ZITIERTER ABSCHNITT:
◆ ◆ ◆

Wer heute eine neue Färbung in einer Rasse auf Ausstellungen
vorstellen will, braucht dazu allerdings eine Lizenz, die er in
einem kostspieligen Anerkennungsverfahren erwerben kann. Das kann
sich durch Vorstellungsgebühren, Transport- und Fahrkosten sowie
Kosten der Aufzucht in einigen Fällen auf einen vierstelligen
Eurobetrag summieren. Nach der Anerkennung scheint das Interesse der
Zuchtausschüsse an der korrekten Farbenschlagzuordnung allerdings
wieder erlahmt. Das zeigen die unbeanstandeten Vorstellungen in
falschen Klassen bei seltenen Farben auch auf den nationalen
Schauen. Ein Grund für die Zurückhaltung könnte sein, dass der
Vorwurf einer unkollegialen Kritik aufkommt, Korrekturen wären als
Orientierungshilfe für Preisrichter, Besucher der Großschauen und
Züchter aber hilfreich.
Die von Harms genannten wesentlichen Merkmale
der Rassebildung wie Größen- und Gewichtsunterschiede spielen in
Musterbeschreibungen eine überraschend geringere Rolle, zumindest
wird es dort kaum einmal konkret. Indirekt gibt es eine Kontrolle
durch die Ringgröße. Diese wurde bei einigen Rassen in der
Vergangenheit mehrfach heraufgesetzt. Sonstige Größenangaben in
Standards sind selten. Auch im Schachtzabel von 1910 findet man
Größenangaben nur bei einigen Rassen. So bei extrem großen und
extrem kleinen Rassen: Beim Römer ist die Höhe 24-28 cm von der
Sohle bis zum Scheitel, die Länge von der Schnabelspitze bis zum
Schwanzende 48-55 cm und die Flügelspannbreite bei blau, fahl und
weiß nicht unter 97 cm, bei rot, gelb und schwarz nicht unter 93
cm. Das Ägyptische Mövchen (1-3) als kleinste und zierlichste der
bekannten Mövchenrassen hat eine Länge von 27-29 cm, das Englische
(4 und 5) von 32-34 cm. Sonst wird auch durch Schachtzabel meist auf
die Feldtaubengröße als Vergleichsmaßstab verwiesen.
Abb. 2: Römer und Ägyptische Mövchen (1-3) und
Englische Mövchen (4 und 5) bei Schachtzabel 1910
Das weitgehende Fehlen von Größenangaben ist ein Unterschied zu den
Standards anderer Zuchtverbänden von Haustieren. Bei Hauskaninchen
und Hunden z.B. finden sich ganz selbstverständlich Gewichtangaben
oder Widerristhöhen als Rassekriterien, für Hunde z.B.

◆ ◆ ◆

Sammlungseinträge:

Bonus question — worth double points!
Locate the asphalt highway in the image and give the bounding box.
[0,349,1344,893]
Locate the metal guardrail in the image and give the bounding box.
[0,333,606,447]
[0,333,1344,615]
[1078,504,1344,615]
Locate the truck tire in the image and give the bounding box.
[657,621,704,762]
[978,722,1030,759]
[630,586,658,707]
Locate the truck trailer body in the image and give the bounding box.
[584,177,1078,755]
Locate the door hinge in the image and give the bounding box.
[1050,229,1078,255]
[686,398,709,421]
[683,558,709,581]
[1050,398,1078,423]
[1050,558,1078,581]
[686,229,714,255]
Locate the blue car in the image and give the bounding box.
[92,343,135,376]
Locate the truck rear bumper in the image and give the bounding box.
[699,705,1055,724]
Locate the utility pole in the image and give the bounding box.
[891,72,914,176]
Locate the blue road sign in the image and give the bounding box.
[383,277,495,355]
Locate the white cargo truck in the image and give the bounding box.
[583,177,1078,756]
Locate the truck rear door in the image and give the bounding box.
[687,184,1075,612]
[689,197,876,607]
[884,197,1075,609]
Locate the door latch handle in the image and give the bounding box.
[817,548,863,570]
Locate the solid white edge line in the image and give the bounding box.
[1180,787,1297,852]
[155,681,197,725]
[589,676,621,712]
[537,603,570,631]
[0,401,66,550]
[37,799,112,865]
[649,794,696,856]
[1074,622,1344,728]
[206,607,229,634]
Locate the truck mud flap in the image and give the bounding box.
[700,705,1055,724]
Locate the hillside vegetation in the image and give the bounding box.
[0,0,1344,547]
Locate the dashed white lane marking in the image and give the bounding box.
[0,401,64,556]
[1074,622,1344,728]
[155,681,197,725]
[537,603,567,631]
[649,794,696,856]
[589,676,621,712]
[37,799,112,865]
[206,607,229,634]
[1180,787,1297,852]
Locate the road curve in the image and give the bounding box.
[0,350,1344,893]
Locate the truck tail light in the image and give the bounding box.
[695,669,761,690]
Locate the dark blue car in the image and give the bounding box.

◆ ◆ ◆

AUFGABENSTELLUNG: Gib aus dem Text über Rassestandards bei Tauben die Stelle von „Abb. 2: Römer“ bis einschließlich „für Hunde z.B.“ wortgetreu wieder.

ERGEBNIS DER AUFGABE:
Abb. 2: Römer und Ägyptische Mövchen (1-3) und
Englische Mövchen (4 und 5) bei Schachtzabel 1910
Das weitgehende Fehlen von Größenangaben ist ein Unterschied zu den
Standards anderer Zuchtverbänden von Haustieren. Bei Hauskaninchen
und Hunden z.B. finden sich ganz selbstverständlich Gewichtangaben
oder Widerristhöhen als Rassekriterien, für Hunde z.B.